> [Textblock]:
++++++++

Normalerweise denkt man mit 64 Jahren an die Rente. Nicht so ein Vorruheständler aus Rosenheim. Weil den Mann hohe Schulden und das schlechte Gewissen plagten, wurde er zum Bankräuber und überfiel im August 2008 die Hauptgeschäftsstelle der Sparkasse Rosenheim-Bad Aibling.

Am Donnerstag wurde dem geständigen Handwerker in Traunstein der Prozess gemacht. Das Urteil: vier Jahre Gefängnis.

«Es war eine Flucht nach Stadelheim», sagte Harald Baron von Koskull aus Rosenheim, der Verteidiger des Verzweiflungstäters. Das klingt paradox, kommt den Gedanken aber wohl sehr nah, die dem Handwerker am 25. August 2008 (eine Woche nach seinem 64. Geburtstag) durch den Kopf schossen.

Schuldenfrei oder Gefängnis, hieß die Alternative. Und selbst wenn die Geschichte schief gehen würde - in der Haftanstalt würden ihm wenigstens die Gläubiger, denen er in Rosenheim täglich ins Gesicht schauen musste, nicht mehr über den Weg laufen.

So spitzten sich die Dinge am 25. August zu. Erst besuchte er einen Kunden, dann ging er in die Kirche - und von dort zur Bank. Eine dunkle Sonnenbrille auf der Nase, die Baseballmütze tief ins Gesicht gezogen, die Fernbedienung für seine Auto-Standheizung in der Hand: So kreuzte er am Morgen am Schalter mit der Nummer 1 der Sparkassenzentrale in der Kufsteiner Straße auf.

Dem Mitarbeiter der Bank machte er unmissverständlich klar, dass es sich um einen Überfall handele. Der 64-Jährige forderte die Herausgabe von Bargeld: Genau 200000 Euro sollten es sein. Ein Betrag, der genau seinem Schuldenberg entsprach. Im Gebäude habe er drei Bomben versteckt, die er mit dem «Fernzünder» in seiner Hand jederzeit hochgehen lassen könne, verlieh er seiner Forderung Nachdruck.

++++++++

> [Datenauszug]:
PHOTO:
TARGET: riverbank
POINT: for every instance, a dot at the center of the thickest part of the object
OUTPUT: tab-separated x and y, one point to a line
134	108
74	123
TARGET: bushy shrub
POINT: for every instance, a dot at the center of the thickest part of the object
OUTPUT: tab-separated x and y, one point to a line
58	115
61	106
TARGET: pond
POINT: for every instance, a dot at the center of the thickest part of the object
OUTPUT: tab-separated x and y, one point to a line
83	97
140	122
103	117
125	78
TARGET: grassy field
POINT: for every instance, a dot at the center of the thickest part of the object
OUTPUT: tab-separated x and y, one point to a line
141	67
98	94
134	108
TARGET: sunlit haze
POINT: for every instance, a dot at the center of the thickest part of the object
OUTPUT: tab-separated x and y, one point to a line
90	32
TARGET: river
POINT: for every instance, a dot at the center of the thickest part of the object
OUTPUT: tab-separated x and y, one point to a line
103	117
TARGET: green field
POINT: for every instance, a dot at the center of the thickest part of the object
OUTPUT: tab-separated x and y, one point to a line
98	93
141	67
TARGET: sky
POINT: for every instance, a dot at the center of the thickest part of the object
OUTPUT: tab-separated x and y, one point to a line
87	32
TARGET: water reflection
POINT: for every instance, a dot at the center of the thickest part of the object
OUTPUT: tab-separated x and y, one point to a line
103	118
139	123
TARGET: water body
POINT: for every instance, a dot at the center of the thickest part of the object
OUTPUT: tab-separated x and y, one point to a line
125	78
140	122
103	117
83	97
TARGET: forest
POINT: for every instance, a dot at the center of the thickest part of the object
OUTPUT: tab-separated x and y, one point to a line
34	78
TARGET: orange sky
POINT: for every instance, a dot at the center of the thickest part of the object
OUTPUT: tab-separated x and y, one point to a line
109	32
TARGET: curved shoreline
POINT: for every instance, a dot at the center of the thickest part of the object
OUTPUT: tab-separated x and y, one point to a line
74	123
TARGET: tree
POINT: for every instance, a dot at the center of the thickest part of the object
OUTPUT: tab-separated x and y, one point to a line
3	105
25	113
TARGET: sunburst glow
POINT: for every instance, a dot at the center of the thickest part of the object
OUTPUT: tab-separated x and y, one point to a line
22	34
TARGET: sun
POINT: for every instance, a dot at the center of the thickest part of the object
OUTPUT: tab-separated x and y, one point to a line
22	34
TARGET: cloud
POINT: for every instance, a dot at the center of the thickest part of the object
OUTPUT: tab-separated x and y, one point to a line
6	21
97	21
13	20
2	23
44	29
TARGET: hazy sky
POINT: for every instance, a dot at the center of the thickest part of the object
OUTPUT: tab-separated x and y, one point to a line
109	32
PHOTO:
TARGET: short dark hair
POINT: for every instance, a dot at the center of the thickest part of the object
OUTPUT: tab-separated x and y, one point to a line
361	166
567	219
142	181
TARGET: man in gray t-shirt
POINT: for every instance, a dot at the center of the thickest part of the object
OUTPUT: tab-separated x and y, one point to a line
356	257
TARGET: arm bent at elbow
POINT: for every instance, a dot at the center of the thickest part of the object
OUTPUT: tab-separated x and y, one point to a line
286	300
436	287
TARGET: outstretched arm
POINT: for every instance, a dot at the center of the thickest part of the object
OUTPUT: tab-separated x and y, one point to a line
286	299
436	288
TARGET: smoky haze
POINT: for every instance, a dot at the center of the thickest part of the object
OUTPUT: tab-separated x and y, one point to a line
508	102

++++++++

> [Ihre Aufgabe]:
Bearbeiten Sie einen Abschnitt des Textes über den Bankraub in Rosenheim: Beginnen Sie bei den Worten "Schuldenfrei oder Gefängnis, hieß" und hören Sie nach "Kufsteiner Straße auf." auf. Geben Sie diesen Abschnitt wieder und setzen Sie dabei "Kapelle" an die Stelle von "Kirche".

> [Antwortfeld]:
Schuldenfrei oder Gefängnis, hieß die Alternative. Und selbst wenn die Geschichte schief gehen würde - in der Haftanstalt würden ihm wenigstens die Gläubiger, denen er in Rosenheim täglich ins Gesicht schauen musste, nicht mehr über den Weg laufen.

So spitzten sich die Dinge am 25. August zu. Erst besuchte er einen Kunden, dann ging er in die Kapelle - und von dort zur Bank. Eine dunkle Sonnenbrille auf der Nase, die Baseballmütze tief ins Gesicht gezogen, die Fernbedienung für seine Auto-Standheizung in der Hand: So kreuzte er am Morgen am Schalter mit der Nummer 1 der Sparkassenzentrale in der Kufsteiner Straße auf.